++++ SOURCE MATERIAL

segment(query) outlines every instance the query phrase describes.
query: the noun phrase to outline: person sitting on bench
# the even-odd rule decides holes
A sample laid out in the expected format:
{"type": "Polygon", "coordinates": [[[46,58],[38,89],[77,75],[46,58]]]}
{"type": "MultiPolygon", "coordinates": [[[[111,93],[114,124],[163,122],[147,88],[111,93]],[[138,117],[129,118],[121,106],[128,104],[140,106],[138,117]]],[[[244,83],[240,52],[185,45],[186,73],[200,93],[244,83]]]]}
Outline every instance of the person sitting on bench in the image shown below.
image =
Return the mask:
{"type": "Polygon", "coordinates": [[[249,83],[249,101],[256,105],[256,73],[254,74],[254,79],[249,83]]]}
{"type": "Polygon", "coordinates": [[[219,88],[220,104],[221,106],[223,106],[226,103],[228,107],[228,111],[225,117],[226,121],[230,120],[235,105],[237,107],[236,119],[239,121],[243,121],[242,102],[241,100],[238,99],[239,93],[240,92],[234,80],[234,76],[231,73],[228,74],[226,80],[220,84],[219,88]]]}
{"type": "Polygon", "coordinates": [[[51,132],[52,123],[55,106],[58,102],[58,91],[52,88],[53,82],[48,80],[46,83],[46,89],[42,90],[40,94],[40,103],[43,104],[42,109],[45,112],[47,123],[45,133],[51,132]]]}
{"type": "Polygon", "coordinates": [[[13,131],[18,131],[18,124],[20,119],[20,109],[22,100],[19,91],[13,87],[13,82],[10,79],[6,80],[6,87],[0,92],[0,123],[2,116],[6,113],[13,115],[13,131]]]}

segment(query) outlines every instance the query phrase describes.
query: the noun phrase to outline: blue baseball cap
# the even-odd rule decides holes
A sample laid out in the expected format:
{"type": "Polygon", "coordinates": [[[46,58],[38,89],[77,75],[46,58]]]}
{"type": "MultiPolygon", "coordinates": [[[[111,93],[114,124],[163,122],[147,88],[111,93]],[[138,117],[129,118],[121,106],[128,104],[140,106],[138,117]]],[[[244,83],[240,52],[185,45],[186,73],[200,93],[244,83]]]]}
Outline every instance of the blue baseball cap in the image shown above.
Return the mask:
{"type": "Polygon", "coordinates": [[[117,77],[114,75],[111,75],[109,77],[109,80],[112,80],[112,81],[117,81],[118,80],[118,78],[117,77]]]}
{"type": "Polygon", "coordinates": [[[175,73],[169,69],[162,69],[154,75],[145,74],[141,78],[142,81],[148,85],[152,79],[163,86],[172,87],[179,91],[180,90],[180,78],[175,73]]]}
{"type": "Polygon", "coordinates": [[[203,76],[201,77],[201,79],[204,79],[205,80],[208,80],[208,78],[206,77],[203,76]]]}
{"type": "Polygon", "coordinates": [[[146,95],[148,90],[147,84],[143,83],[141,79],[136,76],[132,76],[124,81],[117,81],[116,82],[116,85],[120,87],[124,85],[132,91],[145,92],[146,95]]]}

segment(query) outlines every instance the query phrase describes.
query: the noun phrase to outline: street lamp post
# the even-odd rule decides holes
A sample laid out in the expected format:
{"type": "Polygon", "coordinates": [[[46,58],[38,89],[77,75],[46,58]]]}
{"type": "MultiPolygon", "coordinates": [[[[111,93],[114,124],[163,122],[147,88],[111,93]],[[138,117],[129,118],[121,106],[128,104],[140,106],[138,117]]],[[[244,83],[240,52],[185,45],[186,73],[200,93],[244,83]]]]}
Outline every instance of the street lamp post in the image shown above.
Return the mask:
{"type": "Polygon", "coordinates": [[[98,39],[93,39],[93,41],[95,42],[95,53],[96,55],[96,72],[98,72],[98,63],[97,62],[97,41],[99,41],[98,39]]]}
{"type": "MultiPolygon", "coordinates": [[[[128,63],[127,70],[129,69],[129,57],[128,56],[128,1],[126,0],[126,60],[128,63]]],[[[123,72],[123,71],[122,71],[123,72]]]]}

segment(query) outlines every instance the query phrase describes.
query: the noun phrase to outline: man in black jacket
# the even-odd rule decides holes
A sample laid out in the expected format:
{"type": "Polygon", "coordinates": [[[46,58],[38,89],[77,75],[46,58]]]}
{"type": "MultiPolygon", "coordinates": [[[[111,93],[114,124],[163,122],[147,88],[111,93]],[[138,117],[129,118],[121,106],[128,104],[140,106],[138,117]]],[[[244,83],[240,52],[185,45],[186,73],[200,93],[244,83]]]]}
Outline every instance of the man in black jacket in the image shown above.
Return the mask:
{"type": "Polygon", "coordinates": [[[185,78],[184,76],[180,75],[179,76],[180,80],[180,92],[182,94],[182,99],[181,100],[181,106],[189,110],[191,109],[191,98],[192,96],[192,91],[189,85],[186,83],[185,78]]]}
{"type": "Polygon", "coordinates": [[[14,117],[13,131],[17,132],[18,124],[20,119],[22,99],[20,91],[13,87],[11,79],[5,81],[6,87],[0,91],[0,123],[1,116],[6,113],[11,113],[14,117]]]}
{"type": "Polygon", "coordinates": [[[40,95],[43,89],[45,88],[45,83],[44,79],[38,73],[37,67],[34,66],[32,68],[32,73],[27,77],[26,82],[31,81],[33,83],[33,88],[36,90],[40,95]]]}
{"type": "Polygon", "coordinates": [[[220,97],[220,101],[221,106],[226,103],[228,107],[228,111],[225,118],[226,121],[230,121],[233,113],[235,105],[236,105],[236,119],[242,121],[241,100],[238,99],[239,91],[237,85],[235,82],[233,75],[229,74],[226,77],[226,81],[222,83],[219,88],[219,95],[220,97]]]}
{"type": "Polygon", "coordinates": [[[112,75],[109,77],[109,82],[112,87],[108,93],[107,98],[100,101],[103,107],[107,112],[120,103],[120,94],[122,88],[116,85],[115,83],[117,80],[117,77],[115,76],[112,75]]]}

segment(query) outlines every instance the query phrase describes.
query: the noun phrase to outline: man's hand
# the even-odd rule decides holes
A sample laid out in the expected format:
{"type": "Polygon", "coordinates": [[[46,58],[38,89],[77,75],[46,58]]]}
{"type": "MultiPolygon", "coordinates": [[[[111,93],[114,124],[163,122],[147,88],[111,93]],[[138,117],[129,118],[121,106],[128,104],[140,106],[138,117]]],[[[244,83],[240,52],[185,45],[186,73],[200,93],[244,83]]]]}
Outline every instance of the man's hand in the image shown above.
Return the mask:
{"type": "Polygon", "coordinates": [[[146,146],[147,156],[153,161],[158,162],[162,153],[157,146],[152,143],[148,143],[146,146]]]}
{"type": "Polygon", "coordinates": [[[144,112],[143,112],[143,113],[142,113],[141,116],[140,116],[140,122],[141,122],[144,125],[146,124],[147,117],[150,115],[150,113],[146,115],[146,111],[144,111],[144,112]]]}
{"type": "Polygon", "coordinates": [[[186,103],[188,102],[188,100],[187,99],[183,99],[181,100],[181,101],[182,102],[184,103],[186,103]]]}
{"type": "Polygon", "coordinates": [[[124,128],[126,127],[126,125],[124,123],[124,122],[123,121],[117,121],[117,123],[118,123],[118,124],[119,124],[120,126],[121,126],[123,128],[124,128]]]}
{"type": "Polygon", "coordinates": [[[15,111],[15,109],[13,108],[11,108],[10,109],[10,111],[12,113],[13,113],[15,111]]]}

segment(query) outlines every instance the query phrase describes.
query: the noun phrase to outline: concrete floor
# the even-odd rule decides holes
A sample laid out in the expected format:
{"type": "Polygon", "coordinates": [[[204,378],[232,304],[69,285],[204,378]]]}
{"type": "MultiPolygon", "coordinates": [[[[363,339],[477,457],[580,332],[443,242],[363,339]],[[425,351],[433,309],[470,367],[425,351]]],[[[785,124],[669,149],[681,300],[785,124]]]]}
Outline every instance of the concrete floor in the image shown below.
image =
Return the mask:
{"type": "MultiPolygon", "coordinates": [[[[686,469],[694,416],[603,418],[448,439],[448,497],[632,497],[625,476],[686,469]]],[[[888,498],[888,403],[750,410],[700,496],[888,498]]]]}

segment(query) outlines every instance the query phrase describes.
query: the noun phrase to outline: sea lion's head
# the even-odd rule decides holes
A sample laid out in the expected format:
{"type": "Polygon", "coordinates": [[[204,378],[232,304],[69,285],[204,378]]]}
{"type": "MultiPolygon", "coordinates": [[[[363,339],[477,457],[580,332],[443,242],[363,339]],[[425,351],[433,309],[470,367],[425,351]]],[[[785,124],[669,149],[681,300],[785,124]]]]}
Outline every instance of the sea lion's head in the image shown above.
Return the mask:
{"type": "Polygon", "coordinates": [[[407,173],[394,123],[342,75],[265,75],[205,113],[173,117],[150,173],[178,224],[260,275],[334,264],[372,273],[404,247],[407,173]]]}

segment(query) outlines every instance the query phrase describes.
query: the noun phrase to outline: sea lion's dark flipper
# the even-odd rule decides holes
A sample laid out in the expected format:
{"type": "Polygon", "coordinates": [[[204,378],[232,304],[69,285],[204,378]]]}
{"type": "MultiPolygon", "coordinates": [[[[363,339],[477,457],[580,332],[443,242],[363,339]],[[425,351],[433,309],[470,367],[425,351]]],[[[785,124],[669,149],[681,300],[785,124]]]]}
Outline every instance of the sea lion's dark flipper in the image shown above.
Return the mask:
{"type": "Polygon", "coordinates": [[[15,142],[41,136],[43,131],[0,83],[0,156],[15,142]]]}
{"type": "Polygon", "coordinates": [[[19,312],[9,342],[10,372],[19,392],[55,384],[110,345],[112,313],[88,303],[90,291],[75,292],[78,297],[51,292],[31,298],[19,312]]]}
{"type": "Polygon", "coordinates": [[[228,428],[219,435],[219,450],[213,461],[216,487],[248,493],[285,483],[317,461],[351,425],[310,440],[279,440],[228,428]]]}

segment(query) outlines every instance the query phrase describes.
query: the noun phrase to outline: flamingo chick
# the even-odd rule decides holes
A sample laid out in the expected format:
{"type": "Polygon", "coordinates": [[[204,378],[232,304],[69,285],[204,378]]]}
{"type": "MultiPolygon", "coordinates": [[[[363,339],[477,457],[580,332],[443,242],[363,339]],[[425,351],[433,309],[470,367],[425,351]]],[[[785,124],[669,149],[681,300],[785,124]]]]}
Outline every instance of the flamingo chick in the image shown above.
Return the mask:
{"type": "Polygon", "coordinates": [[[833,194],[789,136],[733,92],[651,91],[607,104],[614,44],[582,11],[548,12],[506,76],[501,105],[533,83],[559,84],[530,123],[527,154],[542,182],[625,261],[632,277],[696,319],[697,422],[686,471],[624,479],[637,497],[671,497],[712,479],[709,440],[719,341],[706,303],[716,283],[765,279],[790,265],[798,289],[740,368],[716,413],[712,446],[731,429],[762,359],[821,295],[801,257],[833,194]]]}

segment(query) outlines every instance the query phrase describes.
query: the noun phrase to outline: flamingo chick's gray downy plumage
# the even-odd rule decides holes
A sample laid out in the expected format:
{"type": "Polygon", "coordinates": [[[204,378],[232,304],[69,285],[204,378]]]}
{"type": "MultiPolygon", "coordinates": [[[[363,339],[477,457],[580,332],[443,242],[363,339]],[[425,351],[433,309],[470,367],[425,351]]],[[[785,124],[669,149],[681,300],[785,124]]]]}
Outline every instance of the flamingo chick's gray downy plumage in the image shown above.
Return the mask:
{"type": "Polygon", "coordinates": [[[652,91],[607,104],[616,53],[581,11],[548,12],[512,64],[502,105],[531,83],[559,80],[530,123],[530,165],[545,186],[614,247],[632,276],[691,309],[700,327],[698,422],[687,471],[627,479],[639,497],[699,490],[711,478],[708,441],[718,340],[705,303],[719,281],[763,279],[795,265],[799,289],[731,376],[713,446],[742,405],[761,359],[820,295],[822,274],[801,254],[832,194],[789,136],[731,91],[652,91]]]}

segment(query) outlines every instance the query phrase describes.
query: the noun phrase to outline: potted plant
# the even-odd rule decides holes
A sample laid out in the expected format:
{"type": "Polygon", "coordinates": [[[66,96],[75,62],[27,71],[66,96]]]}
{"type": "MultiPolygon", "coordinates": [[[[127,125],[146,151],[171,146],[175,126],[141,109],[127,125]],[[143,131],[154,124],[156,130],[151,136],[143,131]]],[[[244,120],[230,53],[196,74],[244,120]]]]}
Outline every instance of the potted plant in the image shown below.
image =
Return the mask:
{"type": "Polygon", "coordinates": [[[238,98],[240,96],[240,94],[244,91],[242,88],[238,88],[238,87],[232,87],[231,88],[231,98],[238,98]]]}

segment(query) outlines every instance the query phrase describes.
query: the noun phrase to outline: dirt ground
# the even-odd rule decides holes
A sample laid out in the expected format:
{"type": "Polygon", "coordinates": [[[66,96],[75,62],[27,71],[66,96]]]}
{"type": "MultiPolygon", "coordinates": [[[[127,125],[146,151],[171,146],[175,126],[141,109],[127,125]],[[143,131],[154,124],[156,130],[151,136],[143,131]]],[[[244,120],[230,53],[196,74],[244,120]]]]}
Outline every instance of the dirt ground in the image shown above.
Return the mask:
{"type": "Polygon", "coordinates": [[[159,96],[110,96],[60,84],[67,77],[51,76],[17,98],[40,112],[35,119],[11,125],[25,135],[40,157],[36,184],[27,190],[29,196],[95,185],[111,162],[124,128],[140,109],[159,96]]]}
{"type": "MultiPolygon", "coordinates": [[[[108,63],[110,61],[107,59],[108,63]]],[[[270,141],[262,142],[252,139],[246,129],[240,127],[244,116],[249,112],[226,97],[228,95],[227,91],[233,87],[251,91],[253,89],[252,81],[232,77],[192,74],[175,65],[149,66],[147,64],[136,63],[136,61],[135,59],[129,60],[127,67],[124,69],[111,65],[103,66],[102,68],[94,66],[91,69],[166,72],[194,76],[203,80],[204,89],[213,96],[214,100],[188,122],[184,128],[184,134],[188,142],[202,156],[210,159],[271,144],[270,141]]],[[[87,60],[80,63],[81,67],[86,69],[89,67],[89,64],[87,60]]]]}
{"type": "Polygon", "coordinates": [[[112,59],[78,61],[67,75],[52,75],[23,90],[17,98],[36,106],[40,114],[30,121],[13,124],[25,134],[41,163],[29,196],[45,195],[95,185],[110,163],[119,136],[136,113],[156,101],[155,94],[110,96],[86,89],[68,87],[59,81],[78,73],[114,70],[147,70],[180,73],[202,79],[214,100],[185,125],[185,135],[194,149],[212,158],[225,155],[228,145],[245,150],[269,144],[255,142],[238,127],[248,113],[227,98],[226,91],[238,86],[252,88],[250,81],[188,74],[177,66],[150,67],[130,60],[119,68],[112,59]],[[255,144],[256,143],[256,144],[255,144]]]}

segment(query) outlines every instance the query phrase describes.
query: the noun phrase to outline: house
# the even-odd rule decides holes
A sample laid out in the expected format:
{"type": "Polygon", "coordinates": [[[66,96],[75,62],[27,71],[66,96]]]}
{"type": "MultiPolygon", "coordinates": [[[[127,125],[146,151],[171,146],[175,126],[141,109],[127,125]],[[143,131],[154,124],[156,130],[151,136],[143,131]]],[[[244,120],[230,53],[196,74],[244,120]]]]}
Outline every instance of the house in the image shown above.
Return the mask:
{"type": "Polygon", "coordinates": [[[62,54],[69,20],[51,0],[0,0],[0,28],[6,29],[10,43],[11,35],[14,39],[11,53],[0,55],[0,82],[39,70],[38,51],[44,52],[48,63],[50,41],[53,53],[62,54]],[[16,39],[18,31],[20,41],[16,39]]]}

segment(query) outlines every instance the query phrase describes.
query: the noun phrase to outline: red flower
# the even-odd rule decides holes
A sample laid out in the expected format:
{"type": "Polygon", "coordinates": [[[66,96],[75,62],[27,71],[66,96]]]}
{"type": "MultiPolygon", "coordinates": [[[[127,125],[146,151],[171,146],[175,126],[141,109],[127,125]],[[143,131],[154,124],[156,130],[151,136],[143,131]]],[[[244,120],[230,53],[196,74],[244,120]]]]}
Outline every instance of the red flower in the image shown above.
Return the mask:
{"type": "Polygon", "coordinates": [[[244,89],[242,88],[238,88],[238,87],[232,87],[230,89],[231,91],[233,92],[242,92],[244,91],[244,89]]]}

++++++++

Which lines in the records above contain the word "person"? List each of those lines in full, counting only matches with the same letter case.

RESULT OF THIS TASK:
query: the noun phrase to outline: person sitting on bench
Outline every instance of the person sitting on bench in the image shown below.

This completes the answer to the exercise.